What did we learn and, just as importantly, recommend by going through this exercise?
- The pumps we evaluated need to be updated and have non-critical services disabled (SSH, Telnet, FTP).
- There are some people processes to fix. Biomedical is working in conjunction with the clinical staff to ensure odd behavior gets reported rather than ignored.
- Medical devices get placed in the wrong place, and “defending” against that by intentionally treading lightly on the main network is super important.
- Security is developing a notification process for known medical devices showing up in non-medical networks.
- Patches aren’t getting pushed regularly. Many of the vulns found through either the scanner or our independent research were resolved by a software update. Since those software updates didn’t introduce functional changes, though, and there weren’t issues being reported by the clinical users, biomedical wasn’t aware of a need to push updates. For known medical devices, partner with the biomedical team to review security updates and the implications of applying the updates.
- We need to get into the clinical environment more. Flaws in how pumps are deployed in some of the patient rooms directly led to risk to the patients, and there is likely much more to be learned by spending time assessing these rooms.
- This process needs to be repeated with the other medical devices in Mooseville Medical. Significant risk was identified with the first one we examined. It’s likely this was only the tip of the iceberg.
Biomedical is on board to work with us, and more than a little startled at the first round of findings. Management is pleased (if concerned) with our first set of findings, and we’ve got defenders high and low to back up our continued work with medical devices. The work continues.
While this is a fictional example (obviously) I’d like to note that it is based in reality. In building it, I worked off of the profiles for existing infusion pumps and environments that I’ve worked in before. The vulnerabilities are all real and have all been observed in this type of device. I’ve embellished a little throughout the story to make it more interesting, but the scenario itself is realistic.
This series is intended to provide both guidance and ammunition for organizations interested in taking a serious look at their medical devices. It is critical that we understand the risk these devices bring with their utility and the risk we introduce by having them as part of a connected network. Heavy-handed approaches of “scan everything” without a deliberate approach will (and should) be met with the resistance. Coordinated, collaborative efforts ensure a better partnership and better security practices by everyone. It is important to realize that information security’s goal of serving and protecting can do more harm than good if not handled with care. In our zeal to protect patients, we can unintentionally become our own worst enemy. Let us not be the risk to the business—patient care is the business. Information security must respond accordingly.

(Extracted data entries)
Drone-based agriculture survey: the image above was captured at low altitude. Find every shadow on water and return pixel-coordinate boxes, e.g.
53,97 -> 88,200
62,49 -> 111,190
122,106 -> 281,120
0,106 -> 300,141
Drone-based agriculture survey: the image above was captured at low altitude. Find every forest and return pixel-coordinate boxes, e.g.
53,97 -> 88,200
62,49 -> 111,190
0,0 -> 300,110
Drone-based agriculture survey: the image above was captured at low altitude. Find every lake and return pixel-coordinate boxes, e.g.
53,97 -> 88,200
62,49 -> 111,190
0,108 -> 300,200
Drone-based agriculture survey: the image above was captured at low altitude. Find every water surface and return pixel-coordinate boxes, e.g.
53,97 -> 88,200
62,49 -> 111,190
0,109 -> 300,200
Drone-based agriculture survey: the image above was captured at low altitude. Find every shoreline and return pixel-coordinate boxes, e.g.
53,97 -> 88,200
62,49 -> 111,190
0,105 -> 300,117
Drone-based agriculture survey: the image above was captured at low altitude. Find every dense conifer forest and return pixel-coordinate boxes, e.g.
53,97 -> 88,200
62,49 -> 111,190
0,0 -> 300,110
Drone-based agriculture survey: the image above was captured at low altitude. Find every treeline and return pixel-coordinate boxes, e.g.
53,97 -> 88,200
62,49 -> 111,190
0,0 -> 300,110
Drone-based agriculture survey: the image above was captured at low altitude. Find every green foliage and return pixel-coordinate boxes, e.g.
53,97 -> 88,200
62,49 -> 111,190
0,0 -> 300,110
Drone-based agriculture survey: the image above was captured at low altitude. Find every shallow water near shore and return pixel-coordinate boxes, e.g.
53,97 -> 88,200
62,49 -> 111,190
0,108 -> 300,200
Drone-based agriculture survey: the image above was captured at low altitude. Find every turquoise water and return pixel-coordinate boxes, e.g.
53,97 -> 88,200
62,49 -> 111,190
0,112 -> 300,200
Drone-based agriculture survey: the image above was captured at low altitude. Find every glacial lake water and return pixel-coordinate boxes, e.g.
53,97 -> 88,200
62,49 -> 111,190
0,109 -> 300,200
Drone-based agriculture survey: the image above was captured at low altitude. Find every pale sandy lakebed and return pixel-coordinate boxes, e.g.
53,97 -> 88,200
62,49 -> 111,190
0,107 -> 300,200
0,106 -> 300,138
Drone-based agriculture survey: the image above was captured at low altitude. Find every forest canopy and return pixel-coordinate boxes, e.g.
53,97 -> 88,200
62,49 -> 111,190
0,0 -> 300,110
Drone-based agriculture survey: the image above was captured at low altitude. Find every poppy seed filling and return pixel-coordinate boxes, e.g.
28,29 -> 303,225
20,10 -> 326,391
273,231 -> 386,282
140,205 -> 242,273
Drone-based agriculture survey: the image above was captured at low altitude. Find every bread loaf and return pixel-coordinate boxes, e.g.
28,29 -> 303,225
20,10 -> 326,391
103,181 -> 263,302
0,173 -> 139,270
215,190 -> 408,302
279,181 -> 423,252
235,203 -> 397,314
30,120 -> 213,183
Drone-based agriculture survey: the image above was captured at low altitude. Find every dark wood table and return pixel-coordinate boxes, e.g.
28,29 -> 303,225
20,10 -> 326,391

**TASK INSTRUCTIONS**
**a)** According to the text on medical device security, which non-critical services should be disabled on the evaluated pumps?
**b)** Reproduce verbatim the passage of the text on medical device security from "- Medical devices" to "is super important.".

**SOLUTION LIST**
**a)** SSH, Telnet, and FTP.

**b)**
- Medical devices get placed in the wrong place, and “defending” against that by intentionally treading lightly on the main network is super important.